Objective:
Extract all of the entries and give them again, word for word.

Information provided:
== == ==

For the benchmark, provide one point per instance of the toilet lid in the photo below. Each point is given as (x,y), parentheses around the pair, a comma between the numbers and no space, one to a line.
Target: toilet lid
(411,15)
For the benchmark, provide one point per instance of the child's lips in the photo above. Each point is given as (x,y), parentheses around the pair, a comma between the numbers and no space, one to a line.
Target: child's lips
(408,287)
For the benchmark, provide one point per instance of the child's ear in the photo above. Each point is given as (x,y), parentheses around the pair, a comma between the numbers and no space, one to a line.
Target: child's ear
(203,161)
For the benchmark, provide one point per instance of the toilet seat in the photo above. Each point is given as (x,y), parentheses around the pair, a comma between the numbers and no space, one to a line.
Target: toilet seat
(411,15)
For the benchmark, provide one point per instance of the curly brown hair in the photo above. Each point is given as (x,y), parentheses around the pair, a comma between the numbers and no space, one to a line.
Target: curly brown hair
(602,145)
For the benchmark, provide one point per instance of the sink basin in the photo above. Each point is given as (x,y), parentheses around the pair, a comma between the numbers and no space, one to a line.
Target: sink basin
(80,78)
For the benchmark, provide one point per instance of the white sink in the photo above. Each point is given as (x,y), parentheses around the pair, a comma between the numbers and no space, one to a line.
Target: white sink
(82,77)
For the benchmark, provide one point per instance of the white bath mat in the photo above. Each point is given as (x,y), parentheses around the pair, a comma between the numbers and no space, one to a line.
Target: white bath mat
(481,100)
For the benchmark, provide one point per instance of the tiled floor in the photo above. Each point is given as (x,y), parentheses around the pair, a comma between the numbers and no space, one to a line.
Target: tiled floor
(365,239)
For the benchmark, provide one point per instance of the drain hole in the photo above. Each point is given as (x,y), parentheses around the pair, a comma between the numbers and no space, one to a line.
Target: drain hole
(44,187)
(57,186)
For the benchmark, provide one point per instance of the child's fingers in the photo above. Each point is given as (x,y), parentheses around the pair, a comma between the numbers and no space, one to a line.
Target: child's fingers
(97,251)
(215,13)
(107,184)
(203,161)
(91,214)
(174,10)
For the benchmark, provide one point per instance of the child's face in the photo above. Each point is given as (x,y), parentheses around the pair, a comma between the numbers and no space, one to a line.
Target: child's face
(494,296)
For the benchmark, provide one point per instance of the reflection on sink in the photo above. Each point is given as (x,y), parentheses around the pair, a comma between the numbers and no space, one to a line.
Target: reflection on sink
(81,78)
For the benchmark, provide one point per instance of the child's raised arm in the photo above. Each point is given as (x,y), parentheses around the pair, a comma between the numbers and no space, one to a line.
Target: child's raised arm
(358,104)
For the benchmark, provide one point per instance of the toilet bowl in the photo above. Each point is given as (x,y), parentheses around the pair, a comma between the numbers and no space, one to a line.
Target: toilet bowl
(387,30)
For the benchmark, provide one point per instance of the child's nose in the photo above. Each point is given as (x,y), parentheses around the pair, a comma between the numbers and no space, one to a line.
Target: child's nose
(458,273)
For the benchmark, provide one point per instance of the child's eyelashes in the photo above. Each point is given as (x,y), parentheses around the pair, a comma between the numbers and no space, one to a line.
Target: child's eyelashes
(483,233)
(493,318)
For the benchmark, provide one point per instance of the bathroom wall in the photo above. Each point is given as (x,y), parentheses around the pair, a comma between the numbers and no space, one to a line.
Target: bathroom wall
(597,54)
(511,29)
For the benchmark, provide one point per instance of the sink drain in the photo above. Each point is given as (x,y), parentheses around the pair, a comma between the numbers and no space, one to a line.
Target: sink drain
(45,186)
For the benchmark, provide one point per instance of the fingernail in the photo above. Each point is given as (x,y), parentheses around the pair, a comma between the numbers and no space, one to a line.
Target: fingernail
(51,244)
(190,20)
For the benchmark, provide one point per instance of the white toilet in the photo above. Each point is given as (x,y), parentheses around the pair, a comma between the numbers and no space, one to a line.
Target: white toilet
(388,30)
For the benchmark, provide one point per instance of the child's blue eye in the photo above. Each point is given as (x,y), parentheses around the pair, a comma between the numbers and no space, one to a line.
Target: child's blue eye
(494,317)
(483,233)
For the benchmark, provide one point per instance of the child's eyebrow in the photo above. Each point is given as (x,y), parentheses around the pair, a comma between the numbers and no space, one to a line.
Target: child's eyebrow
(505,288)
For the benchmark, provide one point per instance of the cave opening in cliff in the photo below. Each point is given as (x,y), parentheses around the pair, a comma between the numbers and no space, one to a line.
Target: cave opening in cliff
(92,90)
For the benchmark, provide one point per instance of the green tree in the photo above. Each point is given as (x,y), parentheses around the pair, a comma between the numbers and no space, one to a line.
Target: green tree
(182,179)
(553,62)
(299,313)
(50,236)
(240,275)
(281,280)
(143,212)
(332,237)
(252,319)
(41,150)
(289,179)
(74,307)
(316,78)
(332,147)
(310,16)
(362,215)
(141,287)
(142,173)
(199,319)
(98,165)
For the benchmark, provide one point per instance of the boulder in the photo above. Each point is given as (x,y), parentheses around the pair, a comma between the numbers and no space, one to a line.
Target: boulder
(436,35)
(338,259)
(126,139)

== == ==

The output:
For the benchmark, provide one point per instance of the toilet lid in the photo below. Each point is given as (x,y), parentheses around the pair, a comma between the numbers and no space, one to a line.
Target: toilet lid
(411,15)
For the benchmark, provide one point per instance of the child's lips in the photo above. Each point is given as (x,y), parentheses around the pair, a comma between the numbers and no space, one to a line.
Target: child's lips
(408,287)
For the benchmark, provide one point per instance of the child's ear in the photo above. Each point is given as (x,y), parentheses around the pair, a comma between the numbers and no space, one to a line.
Target: child's ear
(203,161)
For the benchmark, provide one point per instance of the toilet seat in the photo above. Each point is given as (x,y), parentheses around the pair, a comma between the numbers and no space, one to a line.
Target: toilet seat
(411,15)
For the benchmark, provide one point per instance of the curly brown hair in the photo above. Each point is given as (x,y), parentheses around the pair, a comma between the numbers and no space, one to a line.
Target: curly brown hair
(602,145)
For the benchmark, provide one point per instance of the sink basin in the photo above. Each point is given as (x,y), parentheses around the pair, a comma between the numbers and no space, one to a line.
Target: sink basin
(80,78)
For the benchmark, provide one point per instance of the white sink in the photo above. Each point is given as (x,y), parentheses around the pair, a comma between the numbers and no space, one to a line.
Target: white sink
(82,77)
For the benchmark, provide one point per instance of the white bath mat in the photo above. Each point is given as (x,y), parentheses around the pair, a comma between the numbers and no space, one to a line.
Target: white bath mat
(481,100)
For the benchmark, provide one point per instance of the tiled floor in the photo above. Each point is given as (x,y), parentheses around the pair, a comma between the numbers and no space, one to a line.
Target: tiled floor
(365,239)
For the benchmark, provide one point per instance of the drain hole in the photo above. Each point is given as (x,y), parentheses around the pair, a comma between the numbers and no space, one to a line.
Target: drain hole
(44,187)
(57,186)
For the benchmark, provide one point per instance of the child's fingers in the photo above. Each point is given as (x,y), parentheses around the pair, a comma between the numbers and no space, one to a line.
Target: child's fingers
(97,251)
(215,13)
(107,184)
(203,161)
(91,214)
(174,10)
For the benchmark, provide one point per instance of the child's face in the photo above. Each point is given as (x,y), parentheses around the pair, a comma between the numbers and no space, one to a line.
Target: child's face
(494,296)
For the benchmark, provide one point per instance of the reflection on sink in the photo above. Each point is given as (x,y), parentheses around the pair, a comma between the numbers and no space, one to a line.
Target: reflection on sink
(81,78)
For the benchmark, provide one point per instance of the child's raised arm in the photo above. Each point is given as (x,y), parentheses around the pair, a comma between the numbers and no space, one to a line.
Target: child's raised arm
(358,104)
For the benchmark, provide one point per instance of the toilet bowl in the photo above. Each point is given as (x,y), parentheses around the pair, a comma between the numbers and no space, one to a line.
Target: toilet bowl
(387,30)
For the benchmark, provide one point per instance of the child's nose in the photo above. Each point is given as (x,y), parentheses around the pair, a comma between the numbers and no space, one to a line.
Target: child's nose
(458,273)
For the benchmark, provide one point per instance of the child's eyelashes in the photo above. Each point is given as (x,y), parentheses around the pair, a comma between the numbers and no space, one to a line.
Target: child's eyelashes
(483,233)
(493,318)
For the benchmark, provide one point per instance of the bathroom wall in the photo above. Each point is given as (x,y), parentheses around the pair, a comma between the numbers and no space, one to a line.
Target: bathroom wall
(597,54)
(511,29)
For the benchmark, provide one point per instance of the sink drain in the photo above. Each point is given as (x,y), parentheses around the pair, a comma between the numbers and no space, one to a line.
Target: sink drain
(45,186)
For the benchmark, provide one point per instance of the fingernail in the photo above. Each point is given as (x,y), parentheses around the pair, a comma between the numbers and no space, one to a line.
Target: fingernail
(51,244)
(190,20)
For the benchmark, provide one point per instance of the white toilet in the photo above. Each point is given as (x,y), parentheses around the pair, a comma between the numbers and no space, one to a line.
Target: white toilet
(388,30)
For the benchmark, provide one point per instance of the child's blue eye in the photo above. Each point is given as (x,y), parentheses around the pair, a comma between the numbers and no space, one to a line.
Target: child's blue eye
(494,317)
(483,233)
For the benchmark, provide one point per instance of the child's eyebrow in the photo above. Each point is given as (x,y), parentheses around the pair, a comma between the numbers and no space, one to a line.
Target: child's eyebrow
(505,288)
For the benchmark, provide one point per instance of the cave opening in cliff in the photo below. Each point is given as (x,y), parentheses around the pair, a comma between the numbers and no space, one to a line.
Target: cave opening in cliff
(92,90)
For the benchmark, provide one point per instance of the green tree in the photo above. Each point is given as (x,y), parentheses around the pair, a comma between the numbers and no space, one to a line.
Target: green tree
(182,179)
(553,62)
(299,313)
(50,236)
(240,275)
(281,280)
(143,212)
(332,237)
(252,319)
(41,150)
(289,179)
(74,307)
(316,78)
(332,147)
(310,16)
(362,215)
(141,287)
(142,173)
(199,319)
(98,165)
For the benchmark, provide one point per instance of the boulder in the photo above. Each point is given as (x,y), parentheses around the pair, a comma between the numbers and no space, one to a line.
Target: boulder
(436,35)
(338,259)
(126,139)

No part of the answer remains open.